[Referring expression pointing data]
========================================

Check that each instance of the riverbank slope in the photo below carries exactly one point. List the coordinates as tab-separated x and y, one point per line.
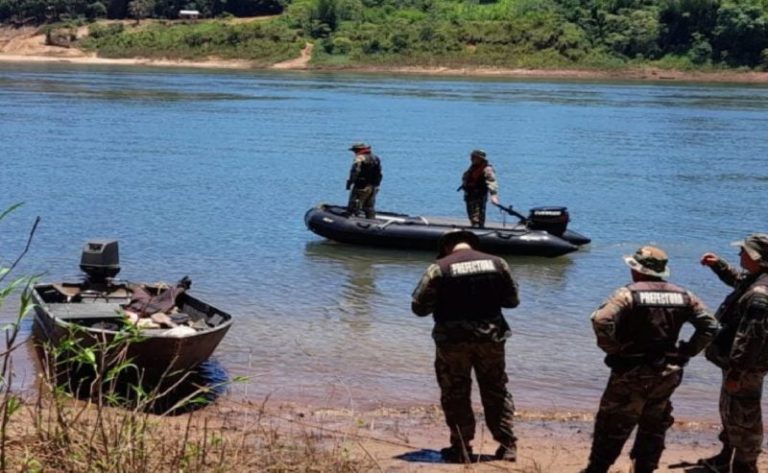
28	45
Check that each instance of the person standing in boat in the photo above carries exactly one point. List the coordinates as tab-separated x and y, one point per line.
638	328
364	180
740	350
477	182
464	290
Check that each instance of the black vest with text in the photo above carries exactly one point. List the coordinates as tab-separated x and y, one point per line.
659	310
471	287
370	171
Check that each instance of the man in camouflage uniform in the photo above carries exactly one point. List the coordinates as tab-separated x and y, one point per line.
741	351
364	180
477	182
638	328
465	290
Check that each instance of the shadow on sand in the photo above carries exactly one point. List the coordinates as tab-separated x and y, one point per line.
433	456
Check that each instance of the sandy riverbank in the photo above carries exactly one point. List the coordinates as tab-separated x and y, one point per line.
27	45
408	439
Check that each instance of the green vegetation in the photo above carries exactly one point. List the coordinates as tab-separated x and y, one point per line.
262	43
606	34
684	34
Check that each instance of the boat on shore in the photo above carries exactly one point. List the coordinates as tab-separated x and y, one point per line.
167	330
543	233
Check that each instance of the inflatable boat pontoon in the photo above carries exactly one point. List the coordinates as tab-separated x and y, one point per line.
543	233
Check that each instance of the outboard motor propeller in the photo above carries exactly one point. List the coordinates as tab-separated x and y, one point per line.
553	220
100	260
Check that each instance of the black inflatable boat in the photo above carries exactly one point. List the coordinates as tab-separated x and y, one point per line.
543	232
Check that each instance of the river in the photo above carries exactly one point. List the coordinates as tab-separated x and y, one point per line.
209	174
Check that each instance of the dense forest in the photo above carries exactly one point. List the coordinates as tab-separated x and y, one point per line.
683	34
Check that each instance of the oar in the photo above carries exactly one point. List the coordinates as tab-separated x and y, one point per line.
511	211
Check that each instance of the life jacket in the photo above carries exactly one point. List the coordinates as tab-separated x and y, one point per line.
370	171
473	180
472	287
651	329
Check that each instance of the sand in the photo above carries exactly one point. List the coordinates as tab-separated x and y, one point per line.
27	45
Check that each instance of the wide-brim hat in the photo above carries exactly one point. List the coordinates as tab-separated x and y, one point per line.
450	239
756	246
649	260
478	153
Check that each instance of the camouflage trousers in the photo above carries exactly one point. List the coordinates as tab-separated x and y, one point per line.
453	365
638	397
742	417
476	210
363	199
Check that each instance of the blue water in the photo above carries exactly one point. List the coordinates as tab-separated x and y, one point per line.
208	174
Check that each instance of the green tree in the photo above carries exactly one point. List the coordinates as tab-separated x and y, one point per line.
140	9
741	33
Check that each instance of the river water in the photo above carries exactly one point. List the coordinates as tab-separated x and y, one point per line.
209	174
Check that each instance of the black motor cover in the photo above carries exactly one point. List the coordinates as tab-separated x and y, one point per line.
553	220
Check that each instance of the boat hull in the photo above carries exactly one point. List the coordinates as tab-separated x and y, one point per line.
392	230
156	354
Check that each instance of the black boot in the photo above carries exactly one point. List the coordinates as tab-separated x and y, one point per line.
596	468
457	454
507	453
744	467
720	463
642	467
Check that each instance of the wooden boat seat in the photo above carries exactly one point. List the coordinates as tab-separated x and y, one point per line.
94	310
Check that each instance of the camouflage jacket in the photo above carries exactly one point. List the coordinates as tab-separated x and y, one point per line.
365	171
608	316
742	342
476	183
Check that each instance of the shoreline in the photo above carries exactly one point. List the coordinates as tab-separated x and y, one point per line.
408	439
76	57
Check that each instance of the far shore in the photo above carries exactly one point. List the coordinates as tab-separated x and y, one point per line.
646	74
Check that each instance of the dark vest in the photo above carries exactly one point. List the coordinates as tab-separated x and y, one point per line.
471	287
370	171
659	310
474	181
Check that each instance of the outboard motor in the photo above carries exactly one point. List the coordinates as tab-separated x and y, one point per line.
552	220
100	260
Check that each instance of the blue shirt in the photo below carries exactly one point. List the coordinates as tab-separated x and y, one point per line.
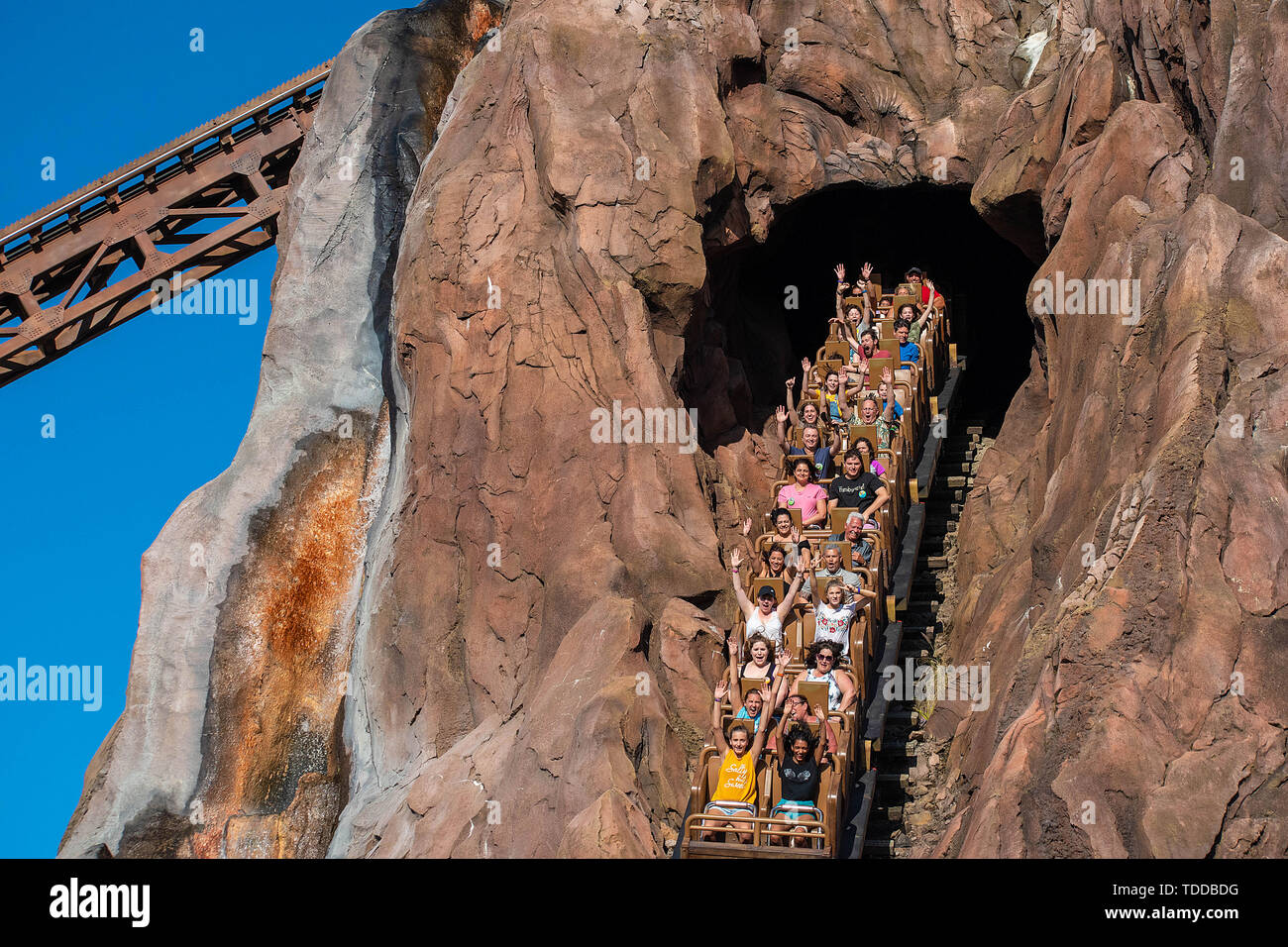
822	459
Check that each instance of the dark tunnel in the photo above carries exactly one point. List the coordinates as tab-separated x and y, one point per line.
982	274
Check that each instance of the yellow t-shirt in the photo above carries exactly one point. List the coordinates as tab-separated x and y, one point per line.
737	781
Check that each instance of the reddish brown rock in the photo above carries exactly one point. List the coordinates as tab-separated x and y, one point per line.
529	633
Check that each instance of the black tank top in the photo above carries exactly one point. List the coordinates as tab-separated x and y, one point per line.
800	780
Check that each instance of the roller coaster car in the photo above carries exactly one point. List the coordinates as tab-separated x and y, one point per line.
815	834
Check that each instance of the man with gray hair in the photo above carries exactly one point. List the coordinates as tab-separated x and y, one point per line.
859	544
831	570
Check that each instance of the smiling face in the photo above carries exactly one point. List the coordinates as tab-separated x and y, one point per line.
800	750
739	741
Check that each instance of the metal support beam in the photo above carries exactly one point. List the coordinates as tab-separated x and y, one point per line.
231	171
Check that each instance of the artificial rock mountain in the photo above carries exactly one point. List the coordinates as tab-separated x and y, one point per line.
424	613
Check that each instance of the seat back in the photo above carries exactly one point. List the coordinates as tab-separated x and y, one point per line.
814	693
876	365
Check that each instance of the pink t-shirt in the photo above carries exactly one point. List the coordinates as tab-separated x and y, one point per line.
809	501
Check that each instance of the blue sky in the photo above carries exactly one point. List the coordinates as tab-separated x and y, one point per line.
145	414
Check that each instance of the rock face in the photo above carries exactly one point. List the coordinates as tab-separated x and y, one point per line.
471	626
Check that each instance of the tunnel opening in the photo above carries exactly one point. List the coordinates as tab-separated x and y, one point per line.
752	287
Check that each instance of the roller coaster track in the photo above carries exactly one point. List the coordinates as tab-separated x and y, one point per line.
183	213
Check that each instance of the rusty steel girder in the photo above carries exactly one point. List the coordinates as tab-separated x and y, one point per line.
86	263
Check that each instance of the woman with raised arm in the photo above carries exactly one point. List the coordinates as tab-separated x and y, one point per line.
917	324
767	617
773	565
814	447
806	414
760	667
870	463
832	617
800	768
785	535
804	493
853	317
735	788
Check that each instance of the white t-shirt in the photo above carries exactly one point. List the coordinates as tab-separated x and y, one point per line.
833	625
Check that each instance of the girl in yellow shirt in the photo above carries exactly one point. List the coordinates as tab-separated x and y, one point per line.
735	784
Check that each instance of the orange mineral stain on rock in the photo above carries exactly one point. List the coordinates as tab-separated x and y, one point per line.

========================================

▶ **What to do**
Pictures are to be dropped; every line of the records is to be returned unchanged.

▶ **The answer**
Check that each instance of the riverbank slope in the photo below carries exactly one point. List the coordinates as tab-separated x and y, one point per line.
28	45
Check that each instance of the person standing in boat in the photo above carries exactly one point. List the coordinates as tab-separated x and y, one point per line.
638	328
364	180
740	350
477	182
464	290
Check that each instance of the black vest with text in the photo above carries exactly one point. List the coordinates as tab-separated x and y, one point per line.
659	310
471	287
370	171
Check that each instance of the man in camouflage uniform in the photo above carries exactly one point. List the coordinates as tab-separated x and y, one point per line.
741	351
364	180
477	182
638	328
465	290
Check that each instance of the shadow on sand in the photo above carries exactly one point. List the coordinates as tab-separated x and y, one point per line.
433	456
Check that each instance of the sandy riverbank in the photo above carries exactly one point. List the coordinates as tab-separated x and y, one point per line.
27	45
408	439
Check that each instance of the green vegetation in the photo above carries exactly one point. List the coordinates as tab-separated x and y, one point per line.
262	43
606	34
684	34
Check that each instance of the boat on shore in the photo above carries exactly one point. List the coordinates as tab-separated x and y, one point per line.
167	330
543	233
Check that each instance of the inflatable boat pontoon in the photo above carries exactly one point. List the coordinates as tab-separated x and y, one point per line.
543	233
Check that each instance of the outboard motor propeller in the photo above carries exactly one point. List the coordinates as tab-separated x and y, one point per line.
553	220
100	260
Check that each instance of the black inflatable boat in the photo above carries exactly one point. List the coordinates as tab-separated x and y, one point per line.
543	232
Check that each instance of the river in the photo above carries exactly one point. List the coordinates as tab-separated x and y, one point per line.
209	174
Check that each instance of the dense forest in the photo above carries exactly one point. List the coordinates as tab-separated x and y, one point per line.
683	34
Check that each instance of the oar in the photo above carries exactly one point. List the coordinates as tab-separated x and y, one point per line.
511	211
Check that each instance of the life jacket in the photo above carries exactly one point. List the coordinates as tab-separated x and y, one point per line.
370	171
473	180
472	287
651	329
Check that each instance of the sand in the photo above carries exactly one point. List the coordinates as tab-separated x and y, one point per line.
27	45
Check that each instance of the wide-brim hat in the photo above carries exactly one point. List the coordinates as tab-separated x and y, one point per line.
450	239
756	246
649	260
478	153
Check that each instance of the camouflage trousers in the photo above carries exactly one point. List the coordinates as tab-separated x and y, one point per line.
453	365
638	397
742	417
476	210
363	199
Check that each instance of the blue water in the photo above carries exactly one point. List the coordinates as tab-separated x and y, one point per line.
208	174
Check that each instance of the green tree in the photo above carries exactly one point. List the coordinates as tab-separated x and y, one point per line.
140	9
741	33
Check that each instance of the river water in the photo above carries exactly one point. List the coordinates as tab-separated x and y, one point per line.
209	174
Check that each instance of the black motor cover in the photo above carries exactly one point. List the coordinates as tab-separated x and y, one point per line.
553	220
Check that each instance of the boat hull in the photo above carries exactly one point. List the coordinates as tab-separated x and y, one point per line.
392	230
156	354
Check that each instance of the black boot in the photo above carries exactly one point. List the coordinates as tab-separated x and y, one point per line.
596	468
457	454
507	453
744	467
720	463
642	467
Check that each instance of the wooden boat seat in the photo above carries exactly one point. List the coordinates as tab-separated x and y, one point per line.
94	310
Check that each instance of the camouflage jacket in the photo above carries exactly one point. List the coordinates as tab-separated x and y, one point per line.
365	171
608	316
742	342
476	183
Check that each instance of the shoreline in the photo above carries exactly one point. List the coordinates as tab-separated x and y, one point per line.
408	439
76	57
Check that each instance of the far shore in the photo above carries exactly one point. List the coordinates as tab-separated x and y, one point per line.
646	74
Check that each instance of the dark vest in the photo above carries exactly one point. List the coordinates as tab-separated x and y, one point per line.
471	287
370	171
659	310
474	181
Check that each instance of the outboard motor in the photo above carries exactly one point. List the coordinates as tab-separated x and y, one point per line.
552	220
100	260
Check that each instance of the blue shirt in the photo below carries exactly one point. List the coordinates as tab-separated x and y, one point per line.
822	459
Check that each instance of the dark tunnel in the photo above carries exactly one point. List the coordinates as tab-separated x and y, one point per line.
982	274
Check that each instance of the yellow t-shirt in the photo above carries exactly one point. List the coordinates as tab-separated x and y, one point per line.
737	781
Check that each instance of the reddish brown rock in the photo above carries exactly one point. List the coordinates as tab-separated x and y, one point per line.
529	633
Check that each instance of the black tank top in the photo above carries exactly one point. List the coordinates as tab-separated x and y, one point per line.
800	780
Check that each instance of the roller coaster car in the photo above carries exactly one point. List the coordinates as tab-separated x and y, one point per line.
815	834
Check that each instance of the man with gray hair in the photo above carries exactly one point. List the coordinates as tab-separated x and y, one point per line.
859	544
831	570
Check that each instance of the smiling face in the photo above carries exactly one point. List the coordinates as tab-separated x and y, one point per line.
800	750
739	741
Check that each instance of the metal support beam in the photo above carries exactly one point. List the coordinates as tab-separated x and y, one point per line.
231	171
Check that each instance of the artificial rock mountain in the photo above carries exactly one point. List the coordinates as tab-separated x and y, one point per line.
424	613
Check that each instance of the seat back in the photo above carries exactly one point. List the coordinates as tab-separated x and y, one point per line.
814	693
876	365
Check that each instance of the pink t-shirt in the photo above carries exactly one point. List the coordinates as tab-separated x and y, one point per line.
809	501
Check that each instance of the blue sky in the photo above carries exactly one point. List the coordinates as tab-separated x and y, one point per line.
145	414
Check that each instance of the rock face in the photo above carries exactly one point. List the coordinates as tab-separated x and y, one point per line.
471	626
Check that each instance of the tunnel opening in the photo above carries exactly one point. List the coordinates as tab-separated x and y, one point per line.
752	287
Check that each instance of the roller coaster track in the photo above carries exactly one point. List the coordinates as tab-separated x and y, one point per line.
183	213
Check that each instance of the rusty steel girder in the photo above carries exactly one point. List the coordinates as tab-separated x and y, one point per line.
86	263
Check that each instance of the woman with raised arm in the photo above carries exactly one point. List the coordinates as tab-separated x and y, one point per line.
917	324
767	617
773	565
814	447
806	414
760	667
870	463
832	617
800	768
785	535
804	493
853	317
735	788
Check that each instance of the white t-shirt in the photo above carries exactly one point. List the coordinates as tab-separated x and y, one point per line.
833	625
Check that each instance of the girl in yellow shirt in the photo above carries exactly one point. List the coordinates as tab-separated x and y, one point per line.
735	784
Check that each instance of the orange mineral stain on rock in the photo above carries exactly one point. List the coordinates as tab-separated x and y, one point per line.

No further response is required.